Written exercise → Render every line of the entries below as a Markdown table with the columns n and Line, numbering the rows and skipping blank lines. Leave the pictures out of the table.

Exercise data →
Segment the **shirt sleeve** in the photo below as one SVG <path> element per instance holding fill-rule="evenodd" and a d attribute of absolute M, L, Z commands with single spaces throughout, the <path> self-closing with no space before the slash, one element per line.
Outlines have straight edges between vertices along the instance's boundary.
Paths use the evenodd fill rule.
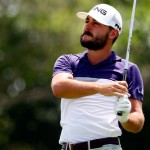
<path fill-rule="evenodd" d="M 144 85 L 140 70 L 137 65 L 132 65 L 128 70 L 128 89 L 131 94 L 130 98 L 134 98 L 143 102 Z"/>
<path fill-rule="evenodd" d="M 56 60 L 52 77 L 60 72 L 73 74 L 71 69 L 70 55 L 62 55 Z"/>

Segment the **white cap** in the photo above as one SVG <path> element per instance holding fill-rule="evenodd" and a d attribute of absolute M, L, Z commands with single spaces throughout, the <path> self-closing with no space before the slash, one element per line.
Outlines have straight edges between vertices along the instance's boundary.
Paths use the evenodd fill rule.
<path fill-rule="evenodd" d="M 99 4 L 94 6 L 88 13 L 78 12 L 77 16 L 80 19 L 86 19 L 87 16 L 91 16 L 93 19 L 106 26 L 111 26 L 119 31 L 122 31 L 122 17 L 120 13 L 112 6 L 108 4 Z"/>

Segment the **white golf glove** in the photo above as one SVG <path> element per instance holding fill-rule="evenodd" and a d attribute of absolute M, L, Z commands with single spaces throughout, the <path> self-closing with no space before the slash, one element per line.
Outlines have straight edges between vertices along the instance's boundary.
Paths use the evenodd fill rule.
<path fill-rule="evenodd" d="M 128 99 L 128 95 L 124 95 L 119 98 L 115 106 L 115 113 L 120 122 L 127 122 L 128 115 L 131 111 L 131 102 Z"/>

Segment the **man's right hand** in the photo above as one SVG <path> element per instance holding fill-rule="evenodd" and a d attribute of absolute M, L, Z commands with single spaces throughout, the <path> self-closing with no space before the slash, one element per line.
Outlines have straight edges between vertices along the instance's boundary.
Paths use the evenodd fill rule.
<path fill-rule="evenodd" d="M 126 81 L 114 81 L 108 83 L 97 83 L 97 92 L 105 96 L 122 97 L 128 95 L 128 84 Z"/>

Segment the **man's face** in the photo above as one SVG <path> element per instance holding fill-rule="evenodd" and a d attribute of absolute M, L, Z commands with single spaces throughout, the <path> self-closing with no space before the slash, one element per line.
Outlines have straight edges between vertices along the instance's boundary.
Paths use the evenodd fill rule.
<path fill-rule="evenodd" d="M 109 36 L 110 28 L 100 24 L 92 17 L 88 16 L 85 20 L 85 26 L 80 37 L 80 43 L 89 50 L 102 49 Z"/>

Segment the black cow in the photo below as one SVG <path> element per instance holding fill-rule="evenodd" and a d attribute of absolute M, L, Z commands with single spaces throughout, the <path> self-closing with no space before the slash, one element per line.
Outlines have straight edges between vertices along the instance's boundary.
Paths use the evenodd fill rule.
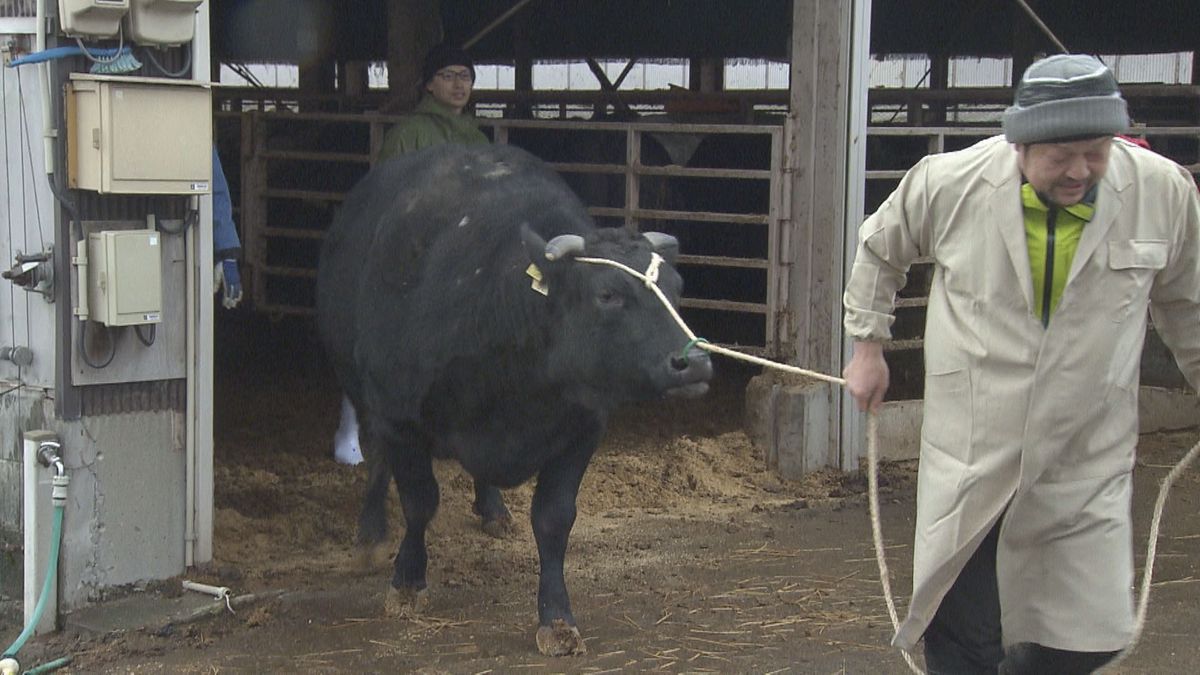
<path fill-rule="evenodd" d="M 322 250 L 318 323 L 364 449 L 390 467 L 404 512 L 389 613 L 425 602 L 431 460 L 452 456 L 475 479 L 485 525 L 509 516 L 498 488 L 538 476 L 538 649 L 584 651 L 563 556 L 608 414 L 702 394 L 712 364 L 641 281 L 575 258 L 641 271 L 659 253 L 658 285 L 677 303 L 677 249 L 664 234 L 596 228 L 556 173 L 511 147 L 430 148 L 350 192 Z M 373 478 L 360 542 L 384 534 L 385 495 L 386 478 Z"/>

Expected output →
| n | Line |
|---|---|
| 1 | Segment the **shirt sleeve** in the photo below as one SVG <path> element per instance holding fill-rule="evenodd" and a d attribute of absolute M, L, Z commands with single spaces throughout, the <path> self-closing with no space before the slash, one element per line. |
| 2 | Outlines have straight edges between vertices along the instance's boundary. |
| 3 | Paths use the evenodd fill rule. |
| 4 | <path fill-rule="evenodd" d="M 144 85 L 140 70 L 137 65 L 132 65 L 128 70 L 128 89 L 131 94 L 130 98 L 134 98 L 143 102 Z"/> |
| 5 | <path fill-rule="evenodd" d="M 56 60 L 52 77 L 60 72 L 73 74 L 71 69 L 70 55 L 62 55 Z"/> |
| 6 | Segment the **white cap** in the photo above as one SVG <path> element per instance holding fill-rule="evenodd" and a d attribute of absolute M, L, Z commands with single spaces throughout, the <path> self-closing with no space before the slash, one element per line. |
| 7 | Outlines have straight edges between vertices along the instance's boundary. |
| 8 | Paths use the evenodd fill rule. |
| 9 | <path fill-rule="evenodd" d="M 99 4 L 94 6 L 88 13 L 78 12 L 77 16 L 80 19 L 86 19 L 87 16 L 91 16 L 93 19 L 106 26 L 111 26 L 119 31 L 122 31 L 122 17 L 120 13 L 112 6 L 108 4 Z"/> |
| 10 | Segment the **white golf glove** in the photo above as one SVG <path> element per instance holding fill-rule="evenodd" and a d attribute of absolute M, L, Z commands with single spaces throughout, the <path> self-closing with no space before the slash, one element per line. |
| 11 | Outlines have straight edges between vertices along the instance's boundary. |
| 12 | Paths use the evenodd fill rule. |
| 13 | <path fill-rule="evenodd" d="M 128 99 L 128 95 L 124 95 L 119 98 L 115 106 L 115 113 L 120 122 L 127 122 L 128 115 L 131 111 L 131 102 Z"/> |
| 14 | Segment the **man's right hand** in the photo above as one SVG <path> element per instance holding fill-rule="evenodd" and a d attribute of absolute M, L, Z commands with single spaces throughout, the <path> self-closing with no space before the slash, one element per line. |
| 15 | Outlines have straight edges between vertices along the instance's boundary. |
| 16 | Paths use the evenodd fill rule. |
| 17 | <path fill-rule="evenodd" d="M 126 81 L 114 81 L 108 83 L 97 83 L 97 92 L 105 96 L 122 97 L 128 95 L 128 84 Z"/> |
| 18 | Segment the **man's face** in the photo above as one SVG <path> element per instance holding fill-rule="evenodd" and a d attribute of absolute M, L, Z commands with single spaces throughout, the <path> self-closing with no space before the slash, one element per line. |
| 19 | Outlines have straight edges between vertices along the instance's boundary. |
| 20 | Paths use the evenodd fill rule. |
| 21 | <path fill-rule="evenodd" d="M 109 36 L 110 28 L 100 24 L 92 17 L 88 16 L 85 20 L 85 26 L 80 37 L 80 43 L 89 50 L 102 49 Z"/> |
| 22 | Segment the black cow in the photo below as one SVG <path> element per instance holding fill-rule="evenodd" and a d attribute of absolute M, L, Z commands with single spaces throughout, the <path> self-closing with no space before the slash, one element per line. |
| 23 | Outlines have straight edges between vertices along the instance's boundary. |
| 24 | Paths use the evenodd fill rule. |
| 25 | <path fill-rule="evenodd" d="M 322 250 L 318 323 L 364 449 L 390 467 L 404 512 L 389 613 L 425 602 L 431 460 L 452 456 L 475 479 L 485 525 L 509 516 L 498 488 L 538 476 L 538 649 L 584 651 L 563 556 L 608 414 L 702 394 L 712 364 L 641 281 L 575 258 L 641 271 L 659 253 L 658 285 L 677 303 L 677 249 L 664 234 L 596 228 L 556 173 L 511 147 L 430 148 L 350 192 Z M 373 478 L 360 542 L 384 534 L 385 495 L 386 478 Z"/> |